### [RECORDS PROVIDED]
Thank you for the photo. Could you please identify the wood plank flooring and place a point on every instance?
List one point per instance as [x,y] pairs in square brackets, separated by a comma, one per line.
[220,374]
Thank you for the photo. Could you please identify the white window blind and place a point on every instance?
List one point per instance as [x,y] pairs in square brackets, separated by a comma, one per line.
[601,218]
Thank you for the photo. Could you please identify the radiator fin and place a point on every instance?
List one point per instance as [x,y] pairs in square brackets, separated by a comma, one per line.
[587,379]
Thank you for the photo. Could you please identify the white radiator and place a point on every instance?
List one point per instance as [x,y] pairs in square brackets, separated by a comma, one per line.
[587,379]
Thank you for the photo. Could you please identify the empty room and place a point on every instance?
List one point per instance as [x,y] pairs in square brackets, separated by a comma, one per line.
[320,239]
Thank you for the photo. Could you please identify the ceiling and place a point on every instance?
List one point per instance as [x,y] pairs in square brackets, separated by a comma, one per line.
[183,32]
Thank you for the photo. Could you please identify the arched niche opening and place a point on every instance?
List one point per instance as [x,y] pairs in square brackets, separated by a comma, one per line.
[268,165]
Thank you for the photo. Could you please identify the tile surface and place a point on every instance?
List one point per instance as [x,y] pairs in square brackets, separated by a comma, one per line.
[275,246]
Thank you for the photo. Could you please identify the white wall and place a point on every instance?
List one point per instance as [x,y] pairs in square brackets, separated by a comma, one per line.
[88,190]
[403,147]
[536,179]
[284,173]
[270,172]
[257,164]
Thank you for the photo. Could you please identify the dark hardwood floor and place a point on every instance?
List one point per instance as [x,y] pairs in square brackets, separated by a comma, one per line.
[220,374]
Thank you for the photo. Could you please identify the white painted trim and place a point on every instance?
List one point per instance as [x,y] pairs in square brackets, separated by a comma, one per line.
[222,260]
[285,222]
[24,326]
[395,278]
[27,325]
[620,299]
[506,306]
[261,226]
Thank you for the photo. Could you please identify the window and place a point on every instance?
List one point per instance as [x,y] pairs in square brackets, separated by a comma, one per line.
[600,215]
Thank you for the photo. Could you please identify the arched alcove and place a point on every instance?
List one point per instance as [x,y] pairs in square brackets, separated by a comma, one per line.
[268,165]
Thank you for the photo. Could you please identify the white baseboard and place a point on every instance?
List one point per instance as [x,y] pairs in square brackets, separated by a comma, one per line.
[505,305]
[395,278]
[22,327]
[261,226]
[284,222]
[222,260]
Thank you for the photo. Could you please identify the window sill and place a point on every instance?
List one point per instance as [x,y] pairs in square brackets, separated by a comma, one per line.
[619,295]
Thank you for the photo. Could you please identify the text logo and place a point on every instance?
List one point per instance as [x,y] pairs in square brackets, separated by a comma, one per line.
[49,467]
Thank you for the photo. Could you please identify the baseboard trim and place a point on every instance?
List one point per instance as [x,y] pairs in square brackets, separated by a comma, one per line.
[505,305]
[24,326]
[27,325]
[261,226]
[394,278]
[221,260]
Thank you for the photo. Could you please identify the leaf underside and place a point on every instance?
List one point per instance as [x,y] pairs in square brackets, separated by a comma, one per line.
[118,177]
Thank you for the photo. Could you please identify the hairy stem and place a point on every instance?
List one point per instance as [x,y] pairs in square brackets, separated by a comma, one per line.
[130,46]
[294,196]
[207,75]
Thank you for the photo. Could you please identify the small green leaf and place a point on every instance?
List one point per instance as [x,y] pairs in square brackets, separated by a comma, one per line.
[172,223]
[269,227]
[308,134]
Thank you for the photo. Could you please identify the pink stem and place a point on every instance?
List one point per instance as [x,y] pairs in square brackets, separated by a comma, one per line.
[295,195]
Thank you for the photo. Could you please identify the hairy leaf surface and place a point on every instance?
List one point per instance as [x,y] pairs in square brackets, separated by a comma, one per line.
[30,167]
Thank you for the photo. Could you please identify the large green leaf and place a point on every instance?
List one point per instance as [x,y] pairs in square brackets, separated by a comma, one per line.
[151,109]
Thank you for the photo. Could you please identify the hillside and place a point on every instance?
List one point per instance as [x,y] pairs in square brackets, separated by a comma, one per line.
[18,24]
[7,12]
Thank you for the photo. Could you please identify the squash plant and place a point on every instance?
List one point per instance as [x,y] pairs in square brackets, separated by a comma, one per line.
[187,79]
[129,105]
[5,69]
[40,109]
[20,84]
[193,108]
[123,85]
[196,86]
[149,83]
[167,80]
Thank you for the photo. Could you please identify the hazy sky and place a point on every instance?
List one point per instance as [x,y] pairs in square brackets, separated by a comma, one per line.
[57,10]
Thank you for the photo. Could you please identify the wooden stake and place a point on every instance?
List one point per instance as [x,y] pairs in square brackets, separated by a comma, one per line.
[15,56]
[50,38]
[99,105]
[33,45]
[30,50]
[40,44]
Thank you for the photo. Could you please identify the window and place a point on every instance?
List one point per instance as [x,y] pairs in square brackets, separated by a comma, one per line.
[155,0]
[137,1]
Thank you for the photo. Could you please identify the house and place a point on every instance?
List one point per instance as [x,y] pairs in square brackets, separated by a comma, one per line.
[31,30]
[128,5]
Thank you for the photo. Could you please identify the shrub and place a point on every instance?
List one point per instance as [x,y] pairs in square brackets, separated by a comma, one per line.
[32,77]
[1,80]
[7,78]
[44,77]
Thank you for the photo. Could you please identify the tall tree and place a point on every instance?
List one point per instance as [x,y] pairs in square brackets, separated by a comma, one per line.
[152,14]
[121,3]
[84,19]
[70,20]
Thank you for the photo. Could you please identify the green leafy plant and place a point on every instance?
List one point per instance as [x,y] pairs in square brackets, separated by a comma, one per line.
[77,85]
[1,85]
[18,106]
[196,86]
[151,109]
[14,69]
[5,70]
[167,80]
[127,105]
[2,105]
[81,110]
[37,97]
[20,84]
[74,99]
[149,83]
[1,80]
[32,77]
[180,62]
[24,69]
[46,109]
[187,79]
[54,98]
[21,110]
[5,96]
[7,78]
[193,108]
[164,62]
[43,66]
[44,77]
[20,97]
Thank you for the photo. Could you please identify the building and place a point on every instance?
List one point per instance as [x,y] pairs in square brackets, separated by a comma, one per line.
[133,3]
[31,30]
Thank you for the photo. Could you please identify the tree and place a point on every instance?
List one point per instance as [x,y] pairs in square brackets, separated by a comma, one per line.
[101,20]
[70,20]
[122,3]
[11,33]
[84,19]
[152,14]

### [SHORT EXERCISE]
Can you render the rows above as a Markdown table with two columns, Number and Content, one row per line, leaving out any blank lines?

### [SOLUTION FOR THIS TASK]
| Number | Content |
|---|---|
| 1 | Thank you for the photo. Could you please identify the wood plank flooring and place a point on every instance? |
| 2 | List one point per instance as [x,y] pairs in square brackets, separated by a comma, one per line. |
| 3 | [220,374] |
| 4 | Thank you for the photo. Could you please identify the white window blind and place a point on every instance? |
| 5 | List one point per instance as [x,y] pairs in square brackets, separated by a comma, one per line. |
| 6 | [601,218] |
| 7 | Thank you for the photo. Could you please identify the radiator fin and place a point on every instance? |
| 8 | List one point per instance as [x,y] pairs in square brackets, separated by a comma, one per line. |
| 9 | [587,379] |
| 10 | Thank you for the photo. Could you please identify the white radiator and place a point on every instance? |
| 11 | List one point per instance as [x,y] pairs in square brackets, separated by a comma, one per line. |
| 12 | [587,379] |
| 13 | Thank you for the photo. Could you please identify the empty room and place a point on every instance? |
| 14 | List one point per instance as [x,y] pairs in square brackets, separated by a comma, one per line. |
| 15 | [320,239] |
| 16 | Thank you for the photo. Could you please identify the ceiling and place a point on every instance? |
| 17 | List one point per instance as [x,y] pairs in square brackets, separated by a comma, one per line. |
| 18 | [183,32] |
| 19 | Thank you for the photo. Could you please identify the arched niche opening and place a point on every instance? |
| 20 | List one point per instance as [x,y] pairs in square brackets, separated by a comma, one per line. |
| 21 | [268,165] |
| 22 | Thank you for the photo. Could you please identify the tile surface and place a point on every instance? |
| 23 | List one point per instance as [x,y] pairs in square brackets, separated by a comma, one per line. |
| 24 | [275,246] |
| 25 | Thank you for the photo. Could you please identify the white wall and place a point on every instance? |
| 26 | List one point per instance as [x,y] pairs in square brackets, separated by a comma, one per line. |
| 27 | [88,190] |
| 28 | [403,147] |
| 29 | [536,179] |
| 30 | [284,173] |
| 31 | [270,172] |
| 32 | [257,164] |
| 33 | Thank you for the photo. Could you please identify the dark hardwood floor and place a point on every instance? |
| 34 | List one point per instance as [x,y] pairs in square brackets, separated by a comma, one per line. |
| 35 | [220,374] |
| 36 | Thank you for the photo. Could you please identify the white painted trim and place a point on every instance? |
| 37 | List one point per instance as [x,y] pairs in square brackets, separated by a comma, one per line. |
| 38 | [222,260] |
| 39 | [285,222] |
| 40 | [24,326] |
| 41 | [395,278] |
| 42 | [27,325] |
| 43 | [620,299] |
| 44 | [506,306] |
| 45 | [261,226] |
| 46 | Thank you for the photo. Could you please identify the window and place a point on every instance? |
| 47 | List one point per instance as [x,y] pairs in square brackets, separated by a comma, one per line. |
| 48 | [600,215] |
| 49 | Thank you for the photo. Could you please identify the arched alcove and place a point on every instance? |
| 50 | List one point per instance as [x,y] pairs in square brackets, separated by a comma, one per line. |
| 51 | [268,165] |
| 52 | Thank you for the photo. Could you please identify the white baseboard and place a point on every instance? |
| 53 | List one point per instance as [x,y] pairs in square brackets, separated by a comma, one per line. |
| 54 | [505,305] |
| 55 | [395,278] |
| 56 | [22,327] |
| 57 | [261,226] |
| 58 | [284,222] |
| 59 | [222,260] |
| 60 | Thank you for the photo. Could you please identify the window sill and place a point on every instance? |
| 61 | List one point per instance as [x,y] pairs in square brackets, separated by a comma, one per line. |
| 62 | [619,295] |
| 63 | Thank you for the photo. Could you please identify the text logo and place a point on every instance? |
| 64 | List one point per instance as [x,y] pairs in square brackets, separated by a comma, one per line. |
| 65 | [49,467] |
| 66 | Thank you for the photo. Could you please identify the baseboard trim and place a point on every instance? |
| 67 | List one point per instance as [x,y] pairs in square brackets, separated by a comma, one per line. |
| 68 | [505,305] |
| 69 | [24,326] |
| 70 | [27,325] |
| 71 | [261,226] |
| 72 | [394,278] |
| 73 | [221,260] |
| 74 | Thank you for the photo. Could you please identify the leaf underside and place a point on every instance? |
| 75 | List one point per instance as [x,y] pairs in square brackets, separated by a comma, one per line. |
| 76 | [118,177] |
| 77 | Thank you for the photo. Could you please identify the hairy stem and place a point on every instance? |
| 78 | List one point per instance as [x,y] pairs in square brackets, separated by a comma, one per line. |
| 79 | [130,46] |
| 80 | [294,196] |
| 81 | [207,75] |
| 82 | Thank you for the photo. Could you please identify the small green leaf and place a point on every instance? |
| 83 | List one point per instance as [x,y] pairs in square brackets, separated by a comma, one per line. |
| 84 | [172,223] |
| 85 | [269,227] |
| 86 | [308,134] |
| 87 | Thank you for the photo. Could you please identify the pink stem and place a point on every instance? |
| 88 | List one point per instance as [x,y] pairs in square brackets, separated by a comma, one per line. |
| 89 | [295,195] |
| 90 | Thank you for the photo. Could you please identify the hairy leaf surface and place a point on every instance? |
| 91 | List one point per instance as [x,y] pairs in square brackets, separated by a comma, one per line. |
| 92 | [30,167] |
| 93 | Thank you for the photo. Could you please identify the large green leaf and place a point on every instance? |
| 94 | List one point per instance as [x,y] pairs in square brackets, separated by a comma, one per line. |
| 95 | [151,109] |
| 96 | Thank you for the photo. Could you please identify the hillside and place a point on every instance? |
| 97 | List one point per instance as [x,y] pairs in square brackets, separated by a comma, one per line. |
| 98 | [18,24] |
| 99 | [7,12] |
| 100 | Thank you for the photo. Could you please identify the squash plant and place a point on every instance? |
| 101 | List one point per instance as [x,y] pairs in square brackets, separated by a comma, one per line. |
| 102 | [187,79] |
| 103 | [129,105] |
| 104 | [5,69] |
| 105 | [40,109] |
| 106 | [20,84] |
| 107 | [193,108] |
| 108 | [123,85] |
| 109 | [196,86] |
| 110 | [149,83] |
| 111 | [167,80] |
| 112 | Thank you for the photo. Could you please identify the hazy sky and place a point on every instance? |
| 113 | List one point per instance as [x,y] pairs in square brackets, separated by a comma, one per line. |
| 114 | [57,10] |
| 115 | Thank you for the photo. Could you please identify the wooden stake and place a point on every instance? |
| 116 | List one point per instance as [x,y] pairs in square brackets, separated by a comma, one per line. |
| 117 | [15,56] |
| 118 | [50,38] |
| 119 | [99,105] |
| 120 | [33,45] |
| 121 | [30,50] |
| 122 | [40,44] |
| 123 | Thank you for the photo. Could you please identify the window and place a point on every instance? |
| 124 | List one point per instance as [x,y] pairs in square brackets, separated by a comma, one per line. |
| 125 | [155,0] |
| 126 | [137,1] |
| 127 | Thank you for the photo. Could you please identify the house and place a point on every instance? |
| 128 | List one point per instance as [x,y] pairs in square brackets, separated by a comma, one per line. |
| 129 | [31,30] |
| 130 | [128,5] |
| 131 | Thank you for the photo. Could you please identify the shrub and place a point on every instance? |
| 132 | List one point per instance as [x,y] pairs in square brackets, separated by a comma, one per line. |
| 133 | [32,77] |
| 134 | [1,80] |
| 135 | [7,78] |
| 136 | [44,77] |
| 137 | Thank you for the photo. Could you please identify the tall tree and place a point on every instance? |
| 138 | List one point per instance as [x,y] pairs in square brackets, separated by a comma, one per line. |
| 139 | [152,14] |
| 140 | [121,3] |
| 141 | [84,19] |
| 142 | [70,20] |
| 143 | Thank you for the photo. Could you please identify the green leafy plant and place a point on every instance? |
| 144 | List one point per instance as [x,y] pairs in square brackets, separated by a comma, one per line. |
| 145 | [77,85] |
| 146 | [1,85] |
| 147 | [18,106] |
| 148 | [196,86] |
| 149 | [151,109] |
| 150 | [14,69] |
| 151 | [5,70] |
| 152 | [167,80] |
| 153 | [127,105] |
| 154 | [2,105] |
| 155 | [81,110] |
| 156 | [37,97] |
| 157 | [20,84] |
| 158 | [74,99] |
| 159 | [149,83] |
| 160 | [1,80] |
| 161 | [32,77] |
| 162 | [180,62] |
| 163 | [24,69] |
| 164 | [46,109] |
| 165 | [187,79] |
| 166 | [54,98] |
| 167 | [21,110] |
| 168 | [5,96] |
| 169 | [7,78] |
| 170 | [193,108] |
| 171 | [164,62] |
| 172 | [43,66] |
| 173 | [44,77] |
| 174 | [20,97] |
| 175 | Thank you for the photo. Could you please identify the building and place a point on every instance? |
| 176 | List one point per instance as [x,y] pairs in square brackets, separated by a comma, one per line. |
| 177 | [133,3] |
| 178 | [31,30] |
| 179 | Thank you for the photo. Could you please identify the tree and place a point on every instance? |
| 180 | List one point per instance as [x,y] pairs in square brackets, separated by a comma, one per line. |
| 181 | [101,20] |
| 182 | [70,20] |
| 183 | [122,3] |
| 184 | [11,33] |
| 185 | [84,19] |
| 186 | [152,14] |